• **Exercise description**:
Count how many lines in the entries below contain the string "patio", with case counting, and reply with only the number.

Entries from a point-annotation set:

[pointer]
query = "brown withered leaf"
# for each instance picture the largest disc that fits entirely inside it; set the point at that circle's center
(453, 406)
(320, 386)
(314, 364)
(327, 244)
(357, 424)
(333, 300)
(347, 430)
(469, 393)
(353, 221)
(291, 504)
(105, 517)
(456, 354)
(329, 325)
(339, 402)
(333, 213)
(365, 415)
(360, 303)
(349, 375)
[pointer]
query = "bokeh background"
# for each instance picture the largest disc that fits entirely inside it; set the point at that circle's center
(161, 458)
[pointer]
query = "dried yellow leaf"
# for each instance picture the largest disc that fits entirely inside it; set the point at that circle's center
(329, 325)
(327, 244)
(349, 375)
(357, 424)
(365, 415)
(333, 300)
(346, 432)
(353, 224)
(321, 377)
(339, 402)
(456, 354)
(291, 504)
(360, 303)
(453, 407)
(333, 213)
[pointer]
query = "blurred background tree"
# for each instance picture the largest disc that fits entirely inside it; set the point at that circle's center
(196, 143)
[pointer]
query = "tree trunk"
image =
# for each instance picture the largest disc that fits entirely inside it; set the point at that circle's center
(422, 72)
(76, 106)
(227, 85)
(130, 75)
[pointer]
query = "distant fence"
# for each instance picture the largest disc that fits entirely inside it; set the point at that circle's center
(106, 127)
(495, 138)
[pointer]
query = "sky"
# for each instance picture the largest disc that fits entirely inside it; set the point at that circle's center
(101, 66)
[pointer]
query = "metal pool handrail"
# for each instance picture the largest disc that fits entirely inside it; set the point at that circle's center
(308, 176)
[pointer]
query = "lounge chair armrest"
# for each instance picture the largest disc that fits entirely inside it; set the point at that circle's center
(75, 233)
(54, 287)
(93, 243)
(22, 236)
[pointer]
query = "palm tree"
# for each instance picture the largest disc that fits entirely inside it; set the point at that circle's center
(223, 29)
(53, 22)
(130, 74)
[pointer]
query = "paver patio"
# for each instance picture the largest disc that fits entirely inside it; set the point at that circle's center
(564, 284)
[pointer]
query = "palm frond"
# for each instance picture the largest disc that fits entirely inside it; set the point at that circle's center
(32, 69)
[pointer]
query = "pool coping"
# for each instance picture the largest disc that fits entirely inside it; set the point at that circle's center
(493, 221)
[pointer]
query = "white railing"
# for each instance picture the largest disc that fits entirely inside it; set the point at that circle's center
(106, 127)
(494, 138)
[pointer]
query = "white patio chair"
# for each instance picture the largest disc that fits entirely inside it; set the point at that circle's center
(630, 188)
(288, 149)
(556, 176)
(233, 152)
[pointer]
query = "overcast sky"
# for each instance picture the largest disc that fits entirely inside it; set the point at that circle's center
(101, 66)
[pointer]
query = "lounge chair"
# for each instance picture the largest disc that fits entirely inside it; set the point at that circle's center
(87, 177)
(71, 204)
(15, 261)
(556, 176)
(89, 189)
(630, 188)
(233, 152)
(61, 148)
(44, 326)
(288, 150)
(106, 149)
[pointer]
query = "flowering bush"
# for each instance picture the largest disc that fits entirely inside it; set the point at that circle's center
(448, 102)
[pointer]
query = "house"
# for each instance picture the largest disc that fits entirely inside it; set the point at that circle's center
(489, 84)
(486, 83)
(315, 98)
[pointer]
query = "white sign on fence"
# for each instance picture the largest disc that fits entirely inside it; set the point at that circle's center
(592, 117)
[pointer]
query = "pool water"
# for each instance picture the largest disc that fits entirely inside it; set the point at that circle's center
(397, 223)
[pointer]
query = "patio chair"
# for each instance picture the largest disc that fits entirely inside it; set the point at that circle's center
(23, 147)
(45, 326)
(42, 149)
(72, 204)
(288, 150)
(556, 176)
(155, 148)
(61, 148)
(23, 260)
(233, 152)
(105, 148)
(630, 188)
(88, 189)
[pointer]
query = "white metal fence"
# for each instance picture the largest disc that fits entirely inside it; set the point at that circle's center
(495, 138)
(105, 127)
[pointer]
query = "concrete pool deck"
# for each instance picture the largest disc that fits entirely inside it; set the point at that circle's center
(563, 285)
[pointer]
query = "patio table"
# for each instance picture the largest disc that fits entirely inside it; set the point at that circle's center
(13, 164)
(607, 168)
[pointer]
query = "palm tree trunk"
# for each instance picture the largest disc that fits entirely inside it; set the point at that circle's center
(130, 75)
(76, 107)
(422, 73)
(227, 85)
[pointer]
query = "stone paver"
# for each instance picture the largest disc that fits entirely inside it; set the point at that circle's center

• **Answer below**:
4